## [Directive]
Reproduce word for word the part of the Polish presidential election text below, starting with "Other presidential candidates" and going on through "to Polish law.".

## [Document text]
===============

Some 30 million voters are eligible to vote. Voting started at 6:00 a.m. (0400 GMT) Sunday and the first exit polls will be issued at around 8:00 p.m. (1800 GMT) when polling stations close.

Latest opinions showed, for the time being, candidate Donald Tusk, from Civic Platform party, and Lech Kaczynski, from Law and Justice party, are taking the lead over the remaining 10 candidates in the run for presidency.

The decisive victory over the current ruling party in the Sept. 25 parliamentary elections has led to talks between Tusk's and Kaczynski's parties on the possibility of forming a coalition government, but the presidential duel of the two leaders has rendered the negotiation erratic.

Both Tusk and Kaczynski endorse EU membership, but they diverge on the country's welfare system and the process of free-market reform.

The 48-year-old Tusk, leader of the pro-market Civic Platform party, has been propagandizing his plan to boost the economy by cutting red tape and taxes, in a bid to narrow the gap between Poland and West European nations in economic development.

He also vowed to fight corruption and unemployment, and improve the country's relations with big neighbors Germany and Russia.

Another major contender, Warsaw Mayor Kaczynski, at the age of 56 and a leading member of the socially conservative Law and Justice party, promises a new Poland under the banner of the "Fourth Republic," "moral renewal," protecting the rights of workers and building a welfare state.

Other presidential candidates include Andrzej Lepper, leader of the Self-Defense party, Marek Borowski, ex-communist and leader of the left-wing Social Democracy of Poland, and Jaroslaw Kalinowski, leader of the Polish Peasant Party.

Although the prime minister practically runs the government, the winner of the Polish presidency still holds the power as the commander in chief, having a say in foreign policy, proposing and vetoing legislation, nominating the prime minister and dissolving the parliament under certain circumstances.

A runoff between the two top contenders will be held two weeks later, if no candidate wins more than 50 percent of the vote, according to Polish law.

===============

## [Collected material]
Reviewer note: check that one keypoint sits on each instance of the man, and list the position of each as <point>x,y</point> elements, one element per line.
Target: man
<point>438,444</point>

===============

## [Answer to the task]
Other presidential candidates include Andrzej Lepper, leader of the Self-Defense party, Marek Borowski, ex-communist and leader of the left-wing Social Democracy of Poland, and Jaroslaw Kalinowski, leader of the Polish Peasant Party.

Although the prime minister practically runs the government, the winner of the Polish presidency still holds the power as the commander in chief, having a say in foreign policy, proposing and vetoing legislation, nominating the prime minister and dissolving the parliament under certain circumstances.

A runoff between the two top contenders will be held two weeks later, if no candidate wins more than 50 percent of the vote, according to Polish law.